_YOUR OBJECTIVE_:
Could you copy exactly the line that contains "Q: Precisely where is the forested" and every line after it to the end of the records, and nothing more?

_PROVIDED RECORDS_:
---*---

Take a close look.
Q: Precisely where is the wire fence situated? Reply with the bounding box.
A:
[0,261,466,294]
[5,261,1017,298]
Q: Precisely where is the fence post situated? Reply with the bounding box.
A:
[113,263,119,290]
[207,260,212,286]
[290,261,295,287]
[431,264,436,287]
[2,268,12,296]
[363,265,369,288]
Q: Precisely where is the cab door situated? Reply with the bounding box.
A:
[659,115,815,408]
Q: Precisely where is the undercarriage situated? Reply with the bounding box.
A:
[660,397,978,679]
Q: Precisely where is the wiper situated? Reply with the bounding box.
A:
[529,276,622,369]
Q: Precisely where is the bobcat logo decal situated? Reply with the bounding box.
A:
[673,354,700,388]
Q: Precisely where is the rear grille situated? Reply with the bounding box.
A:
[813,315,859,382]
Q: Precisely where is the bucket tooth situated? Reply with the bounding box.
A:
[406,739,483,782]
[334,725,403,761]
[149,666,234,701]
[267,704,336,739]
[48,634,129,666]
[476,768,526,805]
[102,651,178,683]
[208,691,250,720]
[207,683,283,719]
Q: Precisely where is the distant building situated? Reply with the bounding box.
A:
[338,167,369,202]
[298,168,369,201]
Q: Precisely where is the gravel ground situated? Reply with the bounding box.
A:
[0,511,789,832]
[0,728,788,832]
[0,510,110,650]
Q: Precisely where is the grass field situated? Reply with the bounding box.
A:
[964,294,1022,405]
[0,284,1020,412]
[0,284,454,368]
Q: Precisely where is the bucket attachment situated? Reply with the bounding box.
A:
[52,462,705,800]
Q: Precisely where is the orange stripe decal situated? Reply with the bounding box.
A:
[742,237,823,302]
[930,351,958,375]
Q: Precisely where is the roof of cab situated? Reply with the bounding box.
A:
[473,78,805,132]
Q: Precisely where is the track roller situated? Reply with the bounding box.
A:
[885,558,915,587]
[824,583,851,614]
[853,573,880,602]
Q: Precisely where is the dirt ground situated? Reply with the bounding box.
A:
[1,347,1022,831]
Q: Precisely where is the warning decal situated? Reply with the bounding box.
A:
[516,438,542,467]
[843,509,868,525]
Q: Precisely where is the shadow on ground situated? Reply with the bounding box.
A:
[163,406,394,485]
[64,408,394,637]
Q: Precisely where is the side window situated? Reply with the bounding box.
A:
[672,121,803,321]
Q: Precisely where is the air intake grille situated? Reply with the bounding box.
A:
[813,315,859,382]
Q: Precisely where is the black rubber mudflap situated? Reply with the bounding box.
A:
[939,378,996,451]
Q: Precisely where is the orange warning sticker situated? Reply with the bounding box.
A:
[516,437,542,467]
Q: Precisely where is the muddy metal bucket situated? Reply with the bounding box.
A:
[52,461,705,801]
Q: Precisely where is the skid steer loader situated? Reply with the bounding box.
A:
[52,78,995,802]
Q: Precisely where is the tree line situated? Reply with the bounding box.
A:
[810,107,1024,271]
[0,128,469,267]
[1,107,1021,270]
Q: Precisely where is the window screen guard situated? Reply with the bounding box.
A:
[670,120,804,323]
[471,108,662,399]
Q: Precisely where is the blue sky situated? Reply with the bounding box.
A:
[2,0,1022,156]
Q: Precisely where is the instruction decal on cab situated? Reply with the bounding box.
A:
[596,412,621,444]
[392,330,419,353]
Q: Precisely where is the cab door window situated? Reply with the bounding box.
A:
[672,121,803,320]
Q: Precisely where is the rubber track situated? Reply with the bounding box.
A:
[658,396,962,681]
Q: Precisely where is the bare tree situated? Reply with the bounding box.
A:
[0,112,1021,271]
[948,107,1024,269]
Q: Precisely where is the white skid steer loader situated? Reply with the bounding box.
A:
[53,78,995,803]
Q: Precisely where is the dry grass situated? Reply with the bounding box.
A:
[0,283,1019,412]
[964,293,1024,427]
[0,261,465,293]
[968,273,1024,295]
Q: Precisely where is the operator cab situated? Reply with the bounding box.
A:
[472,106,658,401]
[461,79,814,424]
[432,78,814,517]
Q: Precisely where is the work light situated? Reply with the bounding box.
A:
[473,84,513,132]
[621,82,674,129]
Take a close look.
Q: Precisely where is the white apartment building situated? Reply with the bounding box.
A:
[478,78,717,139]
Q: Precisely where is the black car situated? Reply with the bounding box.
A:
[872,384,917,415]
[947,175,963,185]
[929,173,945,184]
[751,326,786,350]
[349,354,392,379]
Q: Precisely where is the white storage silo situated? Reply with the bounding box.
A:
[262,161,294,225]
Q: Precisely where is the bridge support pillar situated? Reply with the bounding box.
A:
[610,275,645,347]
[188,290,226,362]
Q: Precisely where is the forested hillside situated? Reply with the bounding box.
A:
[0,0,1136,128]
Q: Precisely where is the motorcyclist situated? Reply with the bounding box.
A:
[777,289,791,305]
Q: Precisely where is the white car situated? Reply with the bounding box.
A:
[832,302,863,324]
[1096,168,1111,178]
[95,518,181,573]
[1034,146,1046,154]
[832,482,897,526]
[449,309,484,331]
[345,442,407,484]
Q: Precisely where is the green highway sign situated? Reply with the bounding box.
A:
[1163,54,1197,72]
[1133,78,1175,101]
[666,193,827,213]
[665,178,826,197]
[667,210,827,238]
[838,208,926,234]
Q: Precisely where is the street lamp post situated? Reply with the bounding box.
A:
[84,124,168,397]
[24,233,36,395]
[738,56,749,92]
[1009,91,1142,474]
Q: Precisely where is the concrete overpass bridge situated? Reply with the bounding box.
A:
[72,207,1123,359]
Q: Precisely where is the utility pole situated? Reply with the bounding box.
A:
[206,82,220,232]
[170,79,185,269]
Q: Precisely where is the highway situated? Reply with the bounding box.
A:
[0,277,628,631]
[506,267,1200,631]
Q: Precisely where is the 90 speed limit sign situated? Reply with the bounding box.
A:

---*---

_EXPECTED ANSWER_:
Q: Precisely where is the forested hillside situated? Reply with the bounding box.
A:
[0,0,1136,128]
Q: Precisely where is the motorcyclist situated? Reply with the bounding box.
A:
[777,289,791,305]
Q: Precisely where is the white car situated? Reply with the bounding box.
A:
[832,302,863,324]
[1096,168,1111,178]
[95,518,181,573]
[1034,146,1046,154]
[832,482,897,526]
[449,309,484,331]
[345,442,407,484]
Q: Precisely where is the green highway sign situated? Reply with the bounding box.
A:
[1163,54,1197,72]
[1133,78,1175,101]
[666,193,827,213]
[665,178,826,197]
[667,210,827,238]
[838,208,926,234]
Q: Precisely where is the street lamp post situated? Reply with the bounding box.
A:
[84,124,168,397]
[24,233,36,395]
[738,56,749,92]
[1009,91,1142,474]
Q: Precisely where is the concrete overpass bridge situated? Reply with the bounding box.
A:
[72,207,1123,359]
Q: Precisely where is the utility pole situated? Reply with the bounding box.
A:
[206,82,220,232]
[170,79,185,269]
Q: Precisely where is the highway situated? Reply with the bounding box.
A:
[0,277,628,631]
[506,267,1200,631]
Q: Precisely where is the 90 speed limit sign situated? Reply with the bounding box.
A:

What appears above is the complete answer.